• Selected extract:
Subsequently, the pressure inside the vacuum chamber 44 is brought back to the normal pressure, and after a predetermined period of time, the curing device 42 is operated to cure the applied curable resin 15′, as shown in FIG. 9C, thereby forming a recoat layer. Following formation of the recoat layer, as shown in FIG. 9D, the upper mold 51 a and the lower mold 51 b may be split to collect the double clad optical fiber 1.
(iii) Casting Method
In the casting method, a recoat layer may be formed by employing a commonly used die (not shown). A die having an inner diameter larger than the outer diameter of a double clad optical fiber and also a slot with a length in the central axis direction slightly longer than the length of the coating-removed portion of the double clad optical fiber is preferred. The material for the die may be the same as that for the aforementioned mold.
Further, by using a recoating apparatus, in which such a die is disposed instead of the die 41 inside the vacuum chamber 44 of the recoating apparatus 4 in FIG. 8, and aligning the coating-removed portion 10 with the slot, the double clad optical fiber 1 is installed inside the die. Subsequently, as in the aforementioned molding method, the pressure inside the vacuum chamber is reduced and the curable resin is injected to the slot in which the optical fiber is installed, thereby applying the curable resin on the surface of the first cladding layer in the coating-removed portion. Then, as in the aforementioned molding method, the pressure inside the vacuum chamber is brought back to the normal pressure, and after a predetermined period of time, the applied curable resin is cured, thereby forming a recoat layer.
The loss of light in the double clad optical fiber which has been recoated can be measured by employing the aforementioned measuring system 6.
The recoating method according to the present embodiment can be applied, for example, for recoating a Fiber Bragg Grating (hereafter, abbreviated as FBG) for constructing a fiber laser resonator. Although the FBG can be prepared, for example, by removing the coating of a double clad optical fiber followed by irradiation of ultraviolet light to the coating-removed portion, recoating of the coating-removed portion is necessary in order to maintain the strength or optical properties, and the recoating method according to the present embodiment can be suitably applied thereto.
In addition, the recoating method according to the present embodiment can also be applied for connecting the double clad optical fibers to each other or for connecting a double clad optical fiber to another type of optical fiber. Such connection of optical fibers is usually carried out by fusing the ends of the optical fibers. However, at the time of fusion, removal of the coating layer is necessary, and thus a fused portion has no coating layer. Accordingly, recoating is necessary in order to maintain the strength or optical properties of the fused portion, and the recoating method according to the present embodiment can be suitably applied thereto.

• Set problem 1: Find every line in the listing below that contains the word "barrier", and copy each of those lines.

Records of coordinate annotations:
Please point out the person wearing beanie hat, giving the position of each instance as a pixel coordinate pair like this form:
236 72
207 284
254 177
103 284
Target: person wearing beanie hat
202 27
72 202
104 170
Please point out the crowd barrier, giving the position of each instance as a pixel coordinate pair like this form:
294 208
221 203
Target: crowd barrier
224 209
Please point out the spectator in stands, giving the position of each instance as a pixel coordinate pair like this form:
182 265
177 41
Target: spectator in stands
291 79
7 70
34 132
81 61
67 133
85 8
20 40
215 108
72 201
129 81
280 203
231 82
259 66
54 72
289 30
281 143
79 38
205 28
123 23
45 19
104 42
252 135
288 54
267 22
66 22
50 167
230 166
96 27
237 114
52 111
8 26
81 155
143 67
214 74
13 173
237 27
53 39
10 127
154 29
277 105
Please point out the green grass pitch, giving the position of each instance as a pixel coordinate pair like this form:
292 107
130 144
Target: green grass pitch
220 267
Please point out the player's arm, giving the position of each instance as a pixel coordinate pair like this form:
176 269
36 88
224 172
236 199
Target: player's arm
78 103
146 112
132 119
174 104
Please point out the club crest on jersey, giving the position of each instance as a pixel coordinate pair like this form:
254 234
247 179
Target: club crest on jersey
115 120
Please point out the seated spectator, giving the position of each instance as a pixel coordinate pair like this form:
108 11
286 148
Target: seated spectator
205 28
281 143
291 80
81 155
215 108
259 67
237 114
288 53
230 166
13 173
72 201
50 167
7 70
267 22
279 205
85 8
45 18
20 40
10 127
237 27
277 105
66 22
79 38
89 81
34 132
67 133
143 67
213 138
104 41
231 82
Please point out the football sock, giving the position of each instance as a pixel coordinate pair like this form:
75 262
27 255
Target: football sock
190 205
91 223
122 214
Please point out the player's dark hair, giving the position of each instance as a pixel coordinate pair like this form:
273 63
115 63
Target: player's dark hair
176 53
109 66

• Set problem 2:
Answer these questions using the fiber recoating excerpt above:
(a) In the casting method, what should the die's inner diameter be larger than?
(b) How can an FBG be prepared?
(c) How is connecting optical fibers usually done?

• Written response 1:
Please point out the crowd barrier, giving the position of each instance as a pixel coordinate pair like this form:
Target: crowd barrier

• Written response 2:
(a) The outer diameter of a double clad optical fiber.
(b) By removing the coating of a double clad optical fiber and then shining ultraviolet light on the coating-removed portion.
(c) By fusing the ends of the optical fibers.